### The task
Reproduce the lines from the one holding "Would you mind marking the green foliage" through the last line, inclusive, switching "thickest part" to "widest part" and leaving everything else unchanged. Give only those lines.

### Listing
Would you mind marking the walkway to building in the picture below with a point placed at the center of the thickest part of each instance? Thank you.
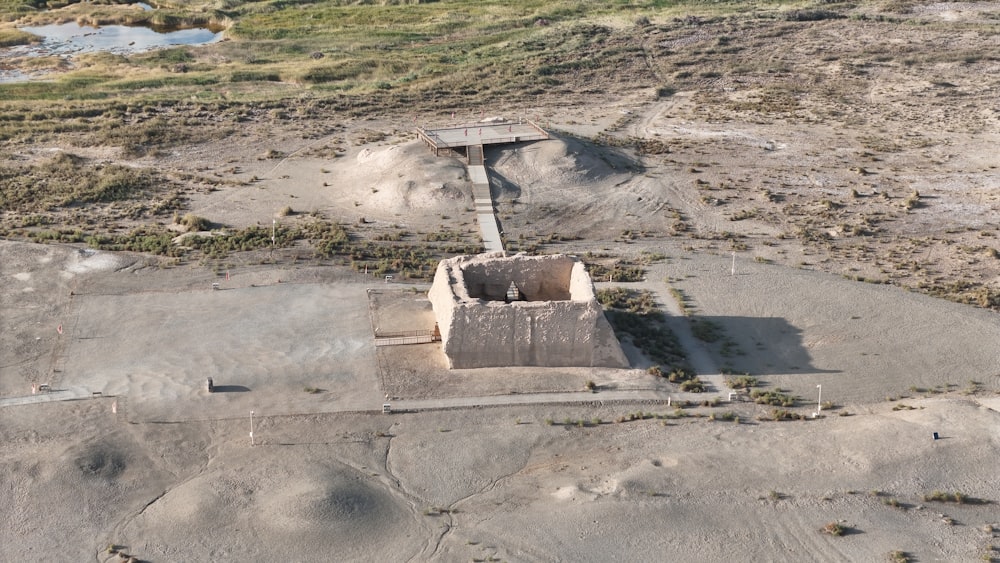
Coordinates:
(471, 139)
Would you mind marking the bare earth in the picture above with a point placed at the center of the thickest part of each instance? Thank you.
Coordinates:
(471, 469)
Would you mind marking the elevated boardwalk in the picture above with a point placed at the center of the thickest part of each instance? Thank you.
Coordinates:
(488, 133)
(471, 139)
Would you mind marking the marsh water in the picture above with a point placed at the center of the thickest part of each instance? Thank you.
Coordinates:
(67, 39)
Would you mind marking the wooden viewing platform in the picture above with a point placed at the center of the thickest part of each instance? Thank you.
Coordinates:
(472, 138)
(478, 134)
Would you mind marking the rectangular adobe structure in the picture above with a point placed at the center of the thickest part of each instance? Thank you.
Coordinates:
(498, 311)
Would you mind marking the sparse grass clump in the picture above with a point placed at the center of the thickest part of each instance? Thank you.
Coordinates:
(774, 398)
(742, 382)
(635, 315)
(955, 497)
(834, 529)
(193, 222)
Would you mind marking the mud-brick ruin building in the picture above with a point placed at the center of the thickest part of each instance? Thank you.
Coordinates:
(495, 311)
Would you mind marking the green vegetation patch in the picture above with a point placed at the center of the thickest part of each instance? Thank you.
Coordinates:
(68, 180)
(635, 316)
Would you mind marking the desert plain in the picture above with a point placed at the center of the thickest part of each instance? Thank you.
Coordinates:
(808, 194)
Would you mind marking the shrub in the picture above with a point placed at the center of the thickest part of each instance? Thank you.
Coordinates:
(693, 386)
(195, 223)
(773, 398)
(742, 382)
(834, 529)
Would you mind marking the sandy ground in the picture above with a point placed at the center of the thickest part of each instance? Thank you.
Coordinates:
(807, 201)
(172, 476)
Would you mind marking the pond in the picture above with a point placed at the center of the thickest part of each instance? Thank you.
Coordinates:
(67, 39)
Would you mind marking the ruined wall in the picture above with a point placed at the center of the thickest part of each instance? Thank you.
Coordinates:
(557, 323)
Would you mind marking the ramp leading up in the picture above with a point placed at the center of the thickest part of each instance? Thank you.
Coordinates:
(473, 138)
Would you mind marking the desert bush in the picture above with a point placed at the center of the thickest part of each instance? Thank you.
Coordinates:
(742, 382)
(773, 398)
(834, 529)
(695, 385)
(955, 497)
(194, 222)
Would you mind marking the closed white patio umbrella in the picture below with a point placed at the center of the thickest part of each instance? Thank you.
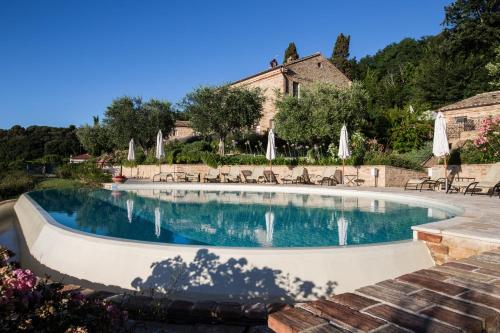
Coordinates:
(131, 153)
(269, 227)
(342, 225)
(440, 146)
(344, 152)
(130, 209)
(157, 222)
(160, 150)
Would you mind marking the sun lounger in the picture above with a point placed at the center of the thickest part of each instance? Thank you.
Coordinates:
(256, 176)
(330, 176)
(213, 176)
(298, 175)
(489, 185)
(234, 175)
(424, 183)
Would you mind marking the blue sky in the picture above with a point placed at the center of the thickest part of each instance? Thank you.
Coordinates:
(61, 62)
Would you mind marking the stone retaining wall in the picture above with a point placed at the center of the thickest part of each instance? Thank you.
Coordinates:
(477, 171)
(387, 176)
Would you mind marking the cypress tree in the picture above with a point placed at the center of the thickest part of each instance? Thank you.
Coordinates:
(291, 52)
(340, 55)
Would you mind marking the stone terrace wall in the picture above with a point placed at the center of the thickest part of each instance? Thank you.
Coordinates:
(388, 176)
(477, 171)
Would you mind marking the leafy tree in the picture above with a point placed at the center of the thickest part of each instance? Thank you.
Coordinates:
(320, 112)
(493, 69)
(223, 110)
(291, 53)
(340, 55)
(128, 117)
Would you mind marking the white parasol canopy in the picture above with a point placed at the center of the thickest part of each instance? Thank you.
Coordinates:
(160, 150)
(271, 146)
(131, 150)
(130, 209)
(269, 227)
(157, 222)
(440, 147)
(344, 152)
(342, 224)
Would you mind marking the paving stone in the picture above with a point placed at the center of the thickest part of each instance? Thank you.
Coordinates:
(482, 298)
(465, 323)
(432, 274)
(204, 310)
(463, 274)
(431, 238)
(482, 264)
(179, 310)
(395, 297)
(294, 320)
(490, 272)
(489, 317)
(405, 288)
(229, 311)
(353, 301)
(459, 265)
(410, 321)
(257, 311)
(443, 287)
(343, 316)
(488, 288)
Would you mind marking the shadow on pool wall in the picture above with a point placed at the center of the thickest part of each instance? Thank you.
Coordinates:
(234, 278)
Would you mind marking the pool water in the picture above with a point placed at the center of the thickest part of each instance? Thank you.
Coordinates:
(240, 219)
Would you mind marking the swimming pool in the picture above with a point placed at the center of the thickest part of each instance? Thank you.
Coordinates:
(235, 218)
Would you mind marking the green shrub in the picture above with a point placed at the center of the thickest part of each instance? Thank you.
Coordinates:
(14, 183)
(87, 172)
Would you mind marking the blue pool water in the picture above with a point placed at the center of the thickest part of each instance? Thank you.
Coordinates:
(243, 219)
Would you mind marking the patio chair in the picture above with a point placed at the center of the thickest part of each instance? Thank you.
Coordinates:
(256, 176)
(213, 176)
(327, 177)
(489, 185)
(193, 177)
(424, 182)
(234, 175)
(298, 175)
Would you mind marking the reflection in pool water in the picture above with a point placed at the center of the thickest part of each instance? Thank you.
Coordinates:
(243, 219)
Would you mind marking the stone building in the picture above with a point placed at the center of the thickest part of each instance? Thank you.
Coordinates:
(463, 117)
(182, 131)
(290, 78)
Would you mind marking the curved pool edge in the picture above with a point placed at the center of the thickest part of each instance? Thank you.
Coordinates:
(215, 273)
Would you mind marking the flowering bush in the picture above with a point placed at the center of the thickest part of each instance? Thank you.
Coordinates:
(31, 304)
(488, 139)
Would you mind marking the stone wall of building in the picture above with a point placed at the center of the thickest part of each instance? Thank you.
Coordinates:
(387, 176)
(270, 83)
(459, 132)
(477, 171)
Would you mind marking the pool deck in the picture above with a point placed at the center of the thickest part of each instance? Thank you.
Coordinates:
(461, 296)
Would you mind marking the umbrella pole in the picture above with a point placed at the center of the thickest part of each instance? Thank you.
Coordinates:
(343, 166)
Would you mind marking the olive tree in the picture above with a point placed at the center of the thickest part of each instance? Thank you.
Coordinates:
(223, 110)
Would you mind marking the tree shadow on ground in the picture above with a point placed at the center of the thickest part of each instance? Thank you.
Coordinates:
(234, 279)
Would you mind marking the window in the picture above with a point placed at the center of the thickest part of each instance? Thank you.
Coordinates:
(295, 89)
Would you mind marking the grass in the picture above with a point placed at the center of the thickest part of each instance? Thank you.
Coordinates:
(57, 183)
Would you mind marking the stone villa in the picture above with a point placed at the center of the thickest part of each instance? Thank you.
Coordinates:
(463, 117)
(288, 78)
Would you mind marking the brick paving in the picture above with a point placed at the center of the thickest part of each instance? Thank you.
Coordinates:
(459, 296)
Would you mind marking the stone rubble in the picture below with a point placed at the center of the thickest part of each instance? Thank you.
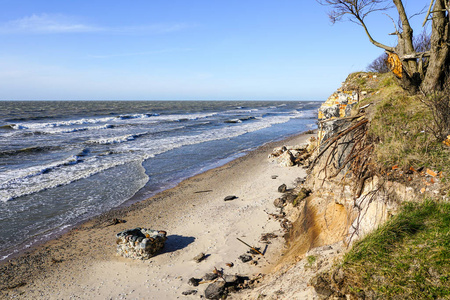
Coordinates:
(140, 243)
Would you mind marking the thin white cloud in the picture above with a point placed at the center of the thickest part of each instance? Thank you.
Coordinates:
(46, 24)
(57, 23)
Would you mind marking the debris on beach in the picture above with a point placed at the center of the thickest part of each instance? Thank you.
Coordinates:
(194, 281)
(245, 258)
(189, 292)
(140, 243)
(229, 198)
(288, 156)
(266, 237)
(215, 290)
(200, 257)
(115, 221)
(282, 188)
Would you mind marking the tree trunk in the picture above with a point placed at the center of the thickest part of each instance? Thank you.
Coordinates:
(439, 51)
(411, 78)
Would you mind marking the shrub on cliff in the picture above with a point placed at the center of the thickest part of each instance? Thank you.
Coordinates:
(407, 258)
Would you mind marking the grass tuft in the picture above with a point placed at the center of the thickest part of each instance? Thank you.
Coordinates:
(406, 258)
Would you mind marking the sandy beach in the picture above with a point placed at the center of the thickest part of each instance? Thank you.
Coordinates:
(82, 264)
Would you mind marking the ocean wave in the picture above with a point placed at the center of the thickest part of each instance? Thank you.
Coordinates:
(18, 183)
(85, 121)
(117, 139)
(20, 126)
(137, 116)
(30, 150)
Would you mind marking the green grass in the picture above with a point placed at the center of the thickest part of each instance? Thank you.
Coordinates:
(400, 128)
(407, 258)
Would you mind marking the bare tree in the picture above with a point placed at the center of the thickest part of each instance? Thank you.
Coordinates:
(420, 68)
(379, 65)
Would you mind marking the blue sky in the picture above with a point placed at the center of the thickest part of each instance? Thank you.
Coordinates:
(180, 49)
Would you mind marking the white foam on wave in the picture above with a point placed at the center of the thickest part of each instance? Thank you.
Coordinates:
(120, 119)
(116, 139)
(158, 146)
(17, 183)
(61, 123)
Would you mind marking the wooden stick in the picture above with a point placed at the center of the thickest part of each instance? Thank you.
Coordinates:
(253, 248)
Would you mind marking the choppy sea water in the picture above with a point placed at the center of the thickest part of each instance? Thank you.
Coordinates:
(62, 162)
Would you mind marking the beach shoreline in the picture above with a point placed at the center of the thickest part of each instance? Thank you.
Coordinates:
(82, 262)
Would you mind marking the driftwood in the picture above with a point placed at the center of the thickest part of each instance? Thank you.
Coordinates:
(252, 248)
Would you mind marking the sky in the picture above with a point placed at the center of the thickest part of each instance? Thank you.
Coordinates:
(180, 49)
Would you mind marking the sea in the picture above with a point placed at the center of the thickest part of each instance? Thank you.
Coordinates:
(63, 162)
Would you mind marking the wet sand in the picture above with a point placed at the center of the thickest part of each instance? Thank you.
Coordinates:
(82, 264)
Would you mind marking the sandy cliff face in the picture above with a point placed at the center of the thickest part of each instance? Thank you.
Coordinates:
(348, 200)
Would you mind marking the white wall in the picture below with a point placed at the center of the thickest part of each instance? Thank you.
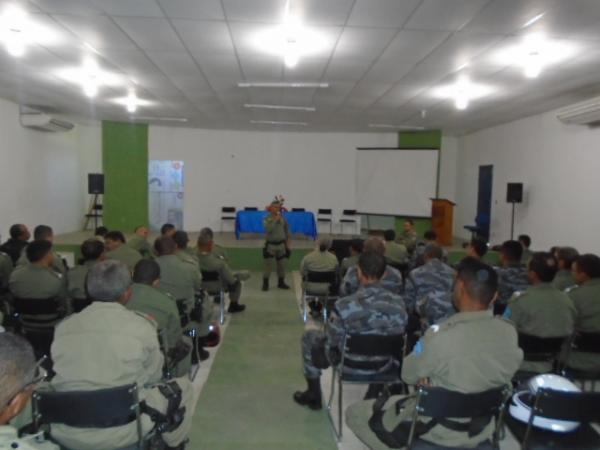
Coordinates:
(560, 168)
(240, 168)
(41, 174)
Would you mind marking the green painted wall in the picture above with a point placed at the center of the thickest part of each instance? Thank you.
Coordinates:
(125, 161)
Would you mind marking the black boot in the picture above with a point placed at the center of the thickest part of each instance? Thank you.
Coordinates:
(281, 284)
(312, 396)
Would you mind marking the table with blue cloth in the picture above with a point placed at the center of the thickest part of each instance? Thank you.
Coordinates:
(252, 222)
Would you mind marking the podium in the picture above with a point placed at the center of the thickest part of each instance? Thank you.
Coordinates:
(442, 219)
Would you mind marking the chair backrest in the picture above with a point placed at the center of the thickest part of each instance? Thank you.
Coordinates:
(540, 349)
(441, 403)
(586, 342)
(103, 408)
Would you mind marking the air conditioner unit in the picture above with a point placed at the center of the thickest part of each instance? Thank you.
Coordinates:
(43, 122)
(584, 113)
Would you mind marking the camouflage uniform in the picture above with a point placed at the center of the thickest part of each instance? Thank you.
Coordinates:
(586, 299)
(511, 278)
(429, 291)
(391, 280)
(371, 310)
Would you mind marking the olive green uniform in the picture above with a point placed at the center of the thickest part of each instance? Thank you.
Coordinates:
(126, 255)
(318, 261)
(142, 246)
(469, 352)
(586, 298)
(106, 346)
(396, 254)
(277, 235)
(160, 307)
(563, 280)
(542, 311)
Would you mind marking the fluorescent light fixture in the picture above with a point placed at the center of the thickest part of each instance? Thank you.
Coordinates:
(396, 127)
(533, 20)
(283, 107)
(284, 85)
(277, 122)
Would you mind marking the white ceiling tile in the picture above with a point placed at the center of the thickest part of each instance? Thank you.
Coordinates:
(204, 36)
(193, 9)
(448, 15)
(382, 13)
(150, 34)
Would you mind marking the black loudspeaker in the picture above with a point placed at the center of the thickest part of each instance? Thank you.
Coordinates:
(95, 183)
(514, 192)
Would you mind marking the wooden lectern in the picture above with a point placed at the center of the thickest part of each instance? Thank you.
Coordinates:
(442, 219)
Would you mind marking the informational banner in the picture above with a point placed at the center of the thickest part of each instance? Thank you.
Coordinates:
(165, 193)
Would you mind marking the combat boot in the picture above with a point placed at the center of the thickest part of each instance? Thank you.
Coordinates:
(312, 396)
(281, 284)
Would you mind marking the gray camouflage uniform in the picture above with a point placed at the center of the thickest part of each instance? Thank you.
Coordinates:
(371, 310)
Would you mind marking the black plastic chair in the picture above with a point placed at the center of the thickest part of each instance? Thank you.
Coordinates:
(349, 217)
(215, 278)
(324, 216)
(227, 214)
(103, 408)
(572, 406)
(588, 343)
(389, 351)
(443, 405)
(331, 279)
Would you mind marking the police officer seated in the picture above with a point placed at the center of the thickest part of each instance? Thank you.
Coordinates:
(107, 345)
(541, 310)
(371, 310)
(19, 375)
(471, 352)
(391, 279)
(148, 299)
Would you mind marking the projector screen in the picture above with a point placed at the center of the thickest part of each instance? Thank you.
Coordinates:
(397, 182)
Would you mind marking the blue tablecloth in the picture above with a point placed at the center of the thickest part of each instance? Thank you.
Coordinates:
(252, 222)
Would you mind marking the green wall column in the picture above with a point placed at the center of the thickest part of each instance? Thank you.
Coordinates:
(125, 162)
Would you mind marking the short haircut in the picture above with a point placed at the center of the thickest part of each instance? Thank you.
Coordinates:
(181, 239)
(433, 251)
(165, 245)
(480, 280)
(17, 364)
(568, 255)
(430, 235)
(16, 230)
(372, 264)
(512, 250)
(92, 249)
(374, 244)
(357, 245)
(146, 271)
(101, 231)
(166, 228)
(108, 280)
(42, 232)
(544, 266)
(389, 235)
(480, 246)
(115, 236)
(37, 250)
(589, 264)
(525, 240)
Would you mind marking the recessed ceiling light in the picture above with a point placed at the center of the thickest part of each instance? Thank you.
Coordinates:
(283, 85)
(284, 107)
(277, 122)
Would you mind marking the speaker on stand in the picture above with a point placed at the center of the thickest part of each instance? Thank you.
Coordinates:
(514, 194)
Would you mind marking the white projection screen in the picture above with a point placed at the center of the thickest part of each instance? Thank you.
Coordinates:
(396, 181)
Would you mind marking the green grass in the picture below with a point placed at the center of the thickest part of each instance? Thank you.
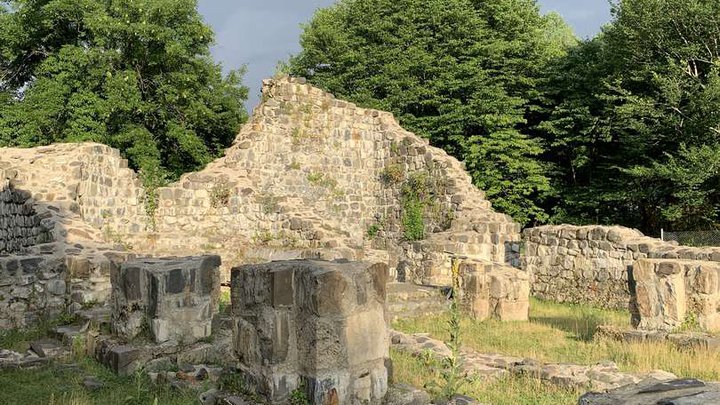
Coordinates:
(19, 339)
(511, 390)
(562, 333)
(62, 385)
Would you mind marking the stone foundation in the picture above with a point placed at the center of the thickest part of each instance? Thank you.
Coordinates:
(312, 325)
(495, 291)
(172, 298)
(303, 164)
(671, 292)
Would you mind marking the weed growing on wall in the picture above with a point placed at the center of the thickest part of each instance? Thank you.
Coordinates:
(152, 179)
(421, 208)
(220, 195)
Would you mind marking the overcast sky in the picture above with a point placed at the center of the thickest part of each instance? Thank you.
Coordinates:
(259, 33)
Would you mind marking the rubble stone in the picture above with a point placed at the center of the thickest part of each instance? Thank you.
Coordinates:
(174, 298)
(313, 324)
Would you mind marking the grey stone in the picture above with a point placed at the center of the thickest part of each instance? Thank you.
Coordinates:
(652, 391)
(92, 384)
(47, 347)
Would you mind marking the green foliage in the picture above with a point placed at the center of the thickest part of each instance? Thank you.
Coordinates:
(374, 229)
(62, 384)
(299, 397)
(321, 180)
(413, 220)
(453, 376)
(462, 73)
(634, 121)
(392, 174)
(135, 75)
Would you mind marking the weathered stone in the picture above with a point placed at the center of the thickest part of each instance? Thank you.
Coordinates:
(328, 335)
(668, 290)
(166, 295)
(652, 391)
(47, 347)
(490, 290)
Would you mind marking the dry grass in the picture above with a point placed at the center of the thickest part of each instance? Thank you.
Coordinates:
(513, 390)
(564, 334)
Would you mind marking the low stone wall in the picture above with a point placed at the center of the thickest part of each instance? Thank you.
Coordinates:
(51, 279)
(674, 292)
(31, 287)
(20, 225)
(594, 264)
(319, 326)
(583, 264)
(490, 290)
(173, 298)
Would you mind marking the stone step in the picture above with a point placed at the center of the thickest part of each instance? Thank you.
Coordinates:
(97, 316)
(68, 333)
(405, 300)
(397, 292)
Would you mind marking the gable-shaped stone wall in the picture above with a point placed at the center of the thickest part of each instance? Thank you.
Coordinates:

### Result
Would you mind marking the green foliage in the picture above with a point placed at the center of the widest part of each instance? Thank you.
Coordinates:
(374, 229)
(62, 384)
(299, 397)
(321, 180)
(413, 220)
(453, 376)
(462, 73)
(634, 121)
(392, 174)
(135, 75)
Would you mind marking the weathered stone in the picture above with a point placed at the center of the widest part of each instance? Thank you.
Coordinates:
(328, 335)
(668, 290)
(166, 295)
(652, 391)
(47, 347)
(490, 290)
Would you mind marking the dry grass in the picture above with a point placed at the center of the widest part of each instance? Thank you.
Coordinates:
(513, 390)
(564, 334)
Would you mind marking the low stone wall in the picture above with a point placed at the center of the widest part of each instance? Thank you.
Coordinates:
(51, 279)
(674, 292)
(31, 287)
(20, 225)
(594, 264)
(319, 326)
(583, 264)
(490, 290)
(173, 298)
Would you mind marking the stone step in the picture above with a point placed at the center of the widest part of each instance? Thank you.
Coordinates:
(97, 316)
(68, 333)
(405, 300)
(397, 292)
Would you mind marking the gable-shaped stone wall in the picture above with a point placed at the center of the widest part of each instance? Thank you.
Coordinates:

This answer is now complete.